[AVAILABLE RECORDS]
--------

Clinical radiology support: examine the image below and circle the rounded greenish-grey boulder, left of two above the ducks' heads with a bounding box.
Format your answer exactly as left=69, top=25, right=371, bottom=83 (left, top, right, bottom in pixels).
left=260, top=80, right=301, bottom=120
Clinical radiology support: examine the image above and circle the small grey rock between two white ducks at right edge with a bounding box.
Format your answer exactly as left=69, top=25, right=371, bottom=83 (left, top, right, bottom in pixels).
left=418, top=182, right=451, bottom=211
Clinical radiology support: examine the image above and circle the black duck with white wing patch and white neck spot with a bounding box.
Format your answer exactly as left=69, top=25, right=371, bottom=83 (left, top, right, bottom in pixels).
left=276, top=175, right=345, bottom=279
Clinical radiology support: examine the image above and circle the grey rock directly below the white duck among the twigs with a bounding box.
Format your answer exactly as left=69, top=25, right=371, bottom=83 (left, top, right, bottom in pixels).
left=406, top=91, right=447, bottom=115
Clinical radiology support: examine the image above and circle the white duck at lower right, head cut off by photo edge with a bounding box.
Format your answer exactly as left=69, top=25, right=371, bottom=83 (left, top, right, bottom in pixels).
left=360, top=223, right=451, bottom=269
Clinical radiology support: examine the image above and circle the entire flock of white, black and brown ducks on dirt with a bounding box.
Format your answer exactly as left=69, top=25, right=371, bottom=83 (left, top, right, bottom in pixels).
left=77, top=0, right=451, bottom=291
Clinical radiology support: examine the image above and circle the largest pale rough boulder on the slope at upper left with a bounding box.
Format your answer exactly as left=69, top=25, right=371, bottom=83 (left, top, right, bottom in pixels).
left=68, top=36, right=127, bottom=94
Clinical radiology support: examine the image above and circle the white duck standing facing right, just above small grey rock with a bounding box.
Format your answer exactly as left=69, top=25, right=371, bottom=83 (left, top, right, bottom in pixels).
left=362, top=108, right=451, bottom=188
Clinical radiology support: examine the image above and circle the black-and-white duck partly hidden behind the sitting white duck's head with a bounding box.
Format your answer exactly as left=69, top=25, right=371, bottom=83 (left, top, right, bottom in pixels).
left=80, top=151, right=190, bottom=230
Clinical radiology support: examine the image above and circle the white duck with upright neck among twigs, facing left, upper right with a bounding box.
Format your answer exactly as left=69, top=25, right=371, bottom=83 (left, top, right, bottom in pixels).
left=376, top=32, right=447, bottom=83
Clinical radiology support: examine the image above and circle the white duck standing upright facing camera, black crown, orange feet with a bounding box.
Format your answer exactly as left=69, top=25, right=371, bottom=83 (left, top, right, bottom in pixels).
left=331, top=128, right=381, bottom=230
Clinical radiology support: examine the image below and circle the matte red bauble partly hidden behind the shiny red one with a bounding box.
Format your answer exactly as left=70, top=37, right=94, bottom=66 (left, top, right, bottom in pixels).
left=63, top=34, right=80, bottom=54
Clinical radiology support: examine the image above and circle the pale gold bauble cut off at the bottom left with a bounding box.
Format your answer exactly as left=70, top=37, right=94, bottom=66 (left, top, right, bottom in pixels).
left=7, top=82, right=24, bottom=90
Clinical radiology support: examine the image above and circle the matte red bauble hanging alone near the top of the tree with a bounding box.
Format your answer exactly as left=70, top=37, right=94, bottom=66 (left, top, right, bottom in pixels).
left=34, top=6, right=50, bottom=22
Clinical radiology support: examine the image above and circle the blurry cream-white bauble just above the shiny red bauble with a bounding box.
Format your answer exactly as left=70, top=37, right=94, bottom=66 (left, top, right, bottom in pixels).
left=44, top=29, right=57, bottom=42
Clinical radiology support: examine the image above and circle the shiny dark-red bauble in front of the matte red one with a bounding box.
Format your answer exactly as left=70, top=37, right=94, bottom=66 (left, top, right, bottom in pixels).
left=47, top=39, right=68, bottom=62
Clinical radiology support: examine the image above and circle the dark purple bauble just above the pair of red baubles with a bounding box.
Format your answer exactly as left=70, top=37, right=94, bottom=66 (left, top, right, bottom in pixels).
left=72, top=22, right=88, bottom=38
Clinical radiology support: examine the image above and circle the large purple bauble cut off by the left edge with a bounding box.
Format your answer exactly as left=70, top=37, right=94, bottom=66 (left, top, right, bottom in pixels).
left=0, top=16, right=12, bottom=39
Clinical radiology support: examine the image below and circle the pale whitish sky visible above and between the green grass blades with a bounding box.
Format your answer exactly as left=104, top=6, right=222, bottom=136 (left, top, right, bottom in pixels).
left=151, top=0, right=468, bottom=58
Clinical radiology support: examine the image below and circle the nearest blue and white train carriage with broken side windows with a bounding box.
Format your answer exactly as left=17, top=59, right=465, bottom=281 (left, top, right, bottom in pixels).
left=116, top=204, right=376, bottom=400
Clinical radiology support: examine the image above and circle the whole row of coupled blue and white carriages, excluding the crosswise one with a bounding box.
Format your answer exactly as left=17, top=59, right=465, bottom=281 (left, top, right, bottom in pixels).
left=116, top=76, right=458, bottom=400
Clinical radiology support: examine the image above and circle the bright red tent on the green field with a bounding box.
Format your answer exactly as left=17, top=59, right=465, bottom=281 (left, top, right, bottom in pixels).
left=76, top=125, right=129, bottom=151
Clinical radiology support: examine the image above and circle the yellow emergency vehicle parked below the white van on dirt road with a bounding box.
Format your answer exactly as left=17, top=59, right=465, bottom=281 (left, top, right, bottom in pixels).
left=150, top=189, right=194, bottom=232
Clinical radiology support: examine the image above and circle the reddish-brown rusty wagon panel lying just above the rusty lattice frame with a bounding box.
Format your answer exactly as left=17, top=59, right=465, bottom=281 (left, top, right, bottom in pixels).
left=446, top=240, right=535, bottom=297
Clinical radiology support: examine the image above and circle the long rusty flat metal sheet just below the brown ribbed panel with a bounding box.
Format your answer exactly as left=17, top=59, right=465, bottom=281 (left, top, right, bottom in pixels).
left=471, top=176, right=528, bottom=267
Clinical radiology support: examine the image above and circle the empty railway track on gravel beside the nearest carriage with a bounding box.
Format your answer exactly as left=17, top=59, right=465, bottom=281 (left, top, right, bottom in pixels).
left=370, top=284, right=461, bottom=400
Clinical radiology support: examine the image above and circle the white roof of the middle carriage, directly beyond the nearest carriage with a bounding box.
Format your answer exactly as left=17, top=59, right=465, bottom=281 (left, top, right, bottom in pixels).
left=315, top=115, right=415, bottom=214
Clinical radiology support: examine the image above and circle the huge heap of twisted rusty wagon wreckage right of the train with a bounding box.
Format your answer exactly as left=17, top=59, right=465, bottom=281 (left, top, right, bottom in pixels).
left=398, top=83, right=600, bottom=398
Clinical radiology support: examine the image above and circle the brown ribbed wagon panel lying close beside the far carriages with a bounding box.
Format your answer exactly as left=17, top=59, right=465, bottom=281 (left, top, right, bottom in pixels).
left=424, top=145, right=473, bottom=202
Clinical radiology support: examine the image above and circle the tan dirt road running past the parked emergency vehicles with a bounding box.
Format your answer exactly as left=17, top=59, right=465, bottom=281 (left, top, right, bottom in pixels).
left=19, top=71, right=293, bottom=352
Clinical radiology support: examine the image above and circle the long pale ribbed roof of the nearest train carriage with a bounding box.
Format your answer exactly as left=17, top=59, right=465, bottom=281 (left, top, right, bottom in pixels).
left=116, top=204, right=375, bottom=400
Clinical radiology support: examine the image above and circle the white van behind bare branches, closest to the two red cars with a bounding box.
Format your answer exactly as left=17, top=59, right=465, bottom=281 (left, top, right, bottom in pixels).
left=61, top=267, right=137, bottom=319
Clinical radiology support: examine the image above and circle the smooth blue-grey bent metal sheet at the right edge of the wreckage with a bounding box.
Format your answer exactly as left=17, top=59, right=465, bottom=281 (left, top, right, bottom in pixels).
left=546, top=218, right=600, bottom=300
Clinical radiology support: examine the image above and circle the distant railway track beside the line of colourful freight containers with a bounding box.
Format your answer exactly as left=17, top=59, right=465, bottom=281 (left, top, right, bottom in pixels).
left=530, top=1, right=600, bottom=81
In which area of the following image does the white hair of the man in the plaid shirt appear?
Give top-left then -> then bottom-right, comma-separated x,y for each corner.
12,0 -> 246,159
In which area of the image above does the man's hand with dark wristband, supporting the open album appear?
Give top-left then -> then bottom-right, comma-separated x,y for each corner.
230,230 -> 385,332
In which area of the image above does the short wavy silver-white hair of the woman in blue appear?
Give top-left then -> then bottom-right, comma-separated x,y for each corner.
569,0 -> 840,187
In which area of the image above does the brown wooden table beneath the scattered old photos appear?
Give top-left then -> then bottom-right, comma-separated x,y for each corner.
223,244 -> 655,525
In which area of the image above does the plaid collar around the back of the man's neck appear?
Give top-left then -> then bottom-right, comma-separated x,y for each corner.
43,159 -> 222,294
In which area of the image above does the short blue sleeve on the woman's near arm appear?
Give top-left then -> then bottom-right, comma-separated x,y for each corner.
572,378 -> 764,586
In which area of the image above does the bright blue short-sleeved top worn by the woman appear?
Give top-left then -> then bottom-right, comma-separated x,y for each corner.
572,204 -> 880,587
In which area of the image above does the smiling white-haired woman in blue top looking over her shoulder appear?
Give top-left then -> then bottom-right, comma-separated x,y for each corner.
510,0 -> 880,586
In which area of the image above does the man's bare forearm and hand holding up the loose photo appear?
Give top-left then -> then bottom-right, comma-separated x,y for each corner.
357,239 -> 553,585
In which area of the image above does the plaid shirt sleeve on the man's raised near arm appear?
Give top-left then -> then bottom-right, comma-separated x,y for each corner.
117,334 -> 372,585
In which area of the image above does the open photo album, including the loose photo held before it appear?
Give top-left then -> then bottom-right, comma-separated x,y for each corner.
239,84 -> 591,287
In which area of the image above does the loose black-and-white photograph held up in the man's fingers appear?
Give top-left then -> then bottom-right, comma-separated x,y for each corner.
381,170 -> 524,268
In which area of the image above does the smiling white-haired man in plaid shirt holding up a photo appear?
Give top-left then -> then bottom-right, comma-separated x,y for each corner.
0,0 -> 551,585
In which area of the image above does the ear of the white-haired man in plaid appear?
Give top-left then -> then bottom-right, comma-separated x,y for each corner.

--------

Each line from the start of the listing above through the line containing "rock with a bounding box." should be copied exactly, please, with no other lines added.

Clinical radiology support: examine the image below and circle the rounded greenish-grey boulder, left of two above the ducks' heads with a bounding box.
Format your answer exactly as left=69, top=25, right=371, bottom=83 (left, top, right, bottom in pixels).
left=260, top=80, right=301, bottom=120
Clinical radiology support: examine the image above and circle the small grey rock between two white ducks at right edge with a bounding box.
Format your answer exactly as left=69, top=25, right=371, bottom=83 (left, top, right, bottom in pixels).
left=418, top=182, right=451, bottom=211
Clinical radiology support: examine the image above and circle the black duck with white wing patch and white neck spot with a bounding box.
Format your answer exactly as left=69, top=25, right=371, bottom=83 (left, top, right, bottom in pixels).
left=276, top=175, right=345, bottom=279
Clinical radiology support: examine the image above and circle the grey rock directly below the white duck among the twigs with a bounding box.
Format your answer exactly as left=69, top=25, right=371, bottom=83 (left, top, right, bottom in pixels).
left=406, top=91, right=447, bottom=115
Clinical radiology support: examine the image above and circle the white duck at lower right, head cut off by photo edge with a bounding box.
Format your answer exactly as left=69, top=25, right=371, bottom=83 (left, top, right, bottom in pixels).
left=360, top=223, right=451, bottom=269
Clinical radiology support: examine the image above and circle the entire flock of white, black and brown ducks on dirt with a bounding box.
Format your answer exactly as left=69, top=25, right=371, bottom=83 (left, top, right, bottom in pixels).
left=77, top=0, right=451, bottom=291
Clinical radiology support: examine the image above and circle the largest pale rough boulder on the slope at upper left with a bounding box.
Format your answer exactly as left=69, top=25, right=371, bottom=83 (left, top, right, bottom in pixels).
left=68, top=36, right=127, bottom=94
Clinical radiology support: examine the image above and circle the white duck standing facing right, just above small grey rock with a bounding box.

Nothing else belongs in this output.